REQUIRED WORK:
Among the entries below, please show each line that carries the word "back".
╭─ DATA PROVIDED
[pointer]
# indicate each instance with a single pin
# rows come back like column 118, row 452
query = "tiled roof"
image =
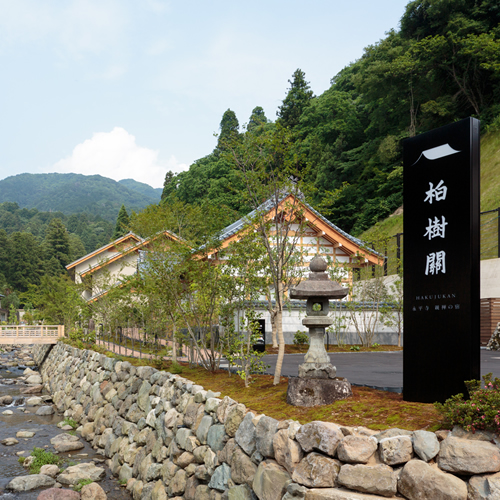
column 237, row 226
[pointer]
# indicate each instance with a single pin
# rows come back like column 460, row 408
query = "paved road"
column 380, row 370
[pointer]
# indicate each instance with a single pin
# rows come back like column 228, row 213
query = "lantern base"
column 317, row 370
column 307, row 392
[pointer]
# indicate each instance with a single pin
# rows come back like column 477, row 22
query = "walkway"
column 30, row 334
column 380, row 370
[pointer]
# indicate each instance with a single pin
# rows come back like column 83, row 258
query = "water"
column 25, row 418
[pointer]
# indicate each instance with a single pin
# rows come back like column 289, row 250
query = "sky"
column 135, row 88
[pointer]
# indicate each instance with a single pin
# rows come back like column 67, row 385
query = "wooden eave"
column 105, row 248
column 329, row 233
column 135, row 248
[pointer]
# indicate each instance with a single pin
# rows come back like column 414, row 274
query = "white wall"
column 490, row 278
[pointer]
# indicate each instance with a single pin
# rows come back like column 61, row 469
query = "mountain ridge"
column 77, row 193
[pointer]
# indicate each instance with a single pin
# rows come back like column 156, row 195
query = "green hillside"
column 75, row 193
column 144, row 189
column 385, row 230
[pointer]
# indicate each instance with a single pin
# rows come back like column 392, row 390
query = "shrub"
╰─
╭─ DATA PROVIDED
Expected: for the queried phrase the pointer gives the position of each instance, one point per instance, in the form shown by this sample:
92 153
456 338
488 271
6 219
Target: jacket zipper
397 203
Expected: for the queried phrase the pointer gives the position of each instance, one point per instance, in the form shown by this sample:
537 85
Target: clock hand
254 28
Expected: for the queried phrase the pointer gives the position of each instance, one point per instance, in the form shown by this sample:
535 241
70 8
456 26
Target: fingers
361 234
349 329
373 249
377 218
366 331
╰─
╭─ DATA PROVIDED
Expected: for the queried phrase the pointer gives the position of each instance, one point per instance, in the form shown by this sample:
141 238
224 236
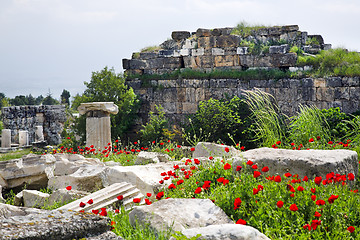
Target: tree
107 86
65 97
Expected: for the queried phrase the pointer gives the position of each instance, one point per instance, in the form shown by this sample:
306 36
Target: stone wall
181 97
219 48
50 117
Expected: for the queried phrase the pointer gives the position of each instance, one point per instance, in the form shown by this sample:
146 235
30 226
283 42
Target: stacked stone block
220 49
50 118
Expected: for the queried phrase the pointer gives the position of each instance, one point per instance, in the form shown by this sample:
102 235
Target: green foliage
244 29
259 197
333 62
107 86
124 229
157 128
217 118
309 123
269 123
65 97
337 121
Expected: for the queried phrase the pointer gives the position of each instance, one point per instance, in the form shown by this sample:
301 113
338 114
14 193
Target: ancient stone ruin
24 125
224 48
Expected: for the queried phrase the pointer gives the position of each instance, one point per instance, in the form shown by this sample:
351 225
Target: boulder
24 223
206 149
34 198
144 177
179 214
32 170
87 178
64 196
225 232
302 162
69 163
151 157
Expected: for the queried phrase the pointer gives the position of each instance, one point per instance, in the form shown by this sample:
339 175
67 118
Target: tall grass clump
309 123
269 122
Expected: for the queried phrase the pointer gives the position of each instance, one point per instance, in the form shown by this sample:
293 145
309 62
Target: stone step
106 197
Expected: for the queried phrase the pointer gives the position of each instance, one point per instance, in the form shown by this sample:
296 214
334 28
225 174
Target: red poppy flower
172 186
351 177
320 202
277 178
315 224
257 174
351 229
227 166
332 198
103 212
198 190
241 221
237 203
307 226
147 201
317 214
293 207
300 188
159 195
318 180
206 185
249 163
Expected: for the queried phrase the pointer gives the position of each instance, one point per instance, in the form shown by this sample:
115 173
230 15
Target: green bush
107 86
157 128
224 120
╰─
FINISHED TASK:
# rows come back like column 118, row 452
# rows come back like column 460, row 408
# rows come back like column 228, row 213
# rows come back like column 477, row 22
# rows come back like column 83, row 258
# rows come back like column 289, row 250
# rows come back like column 67, row 385
# rows come back like column 414, row 274
# rows come back like column 61, row 469
# rows come back like column 156, row 195
# rows come back like column 392, row 390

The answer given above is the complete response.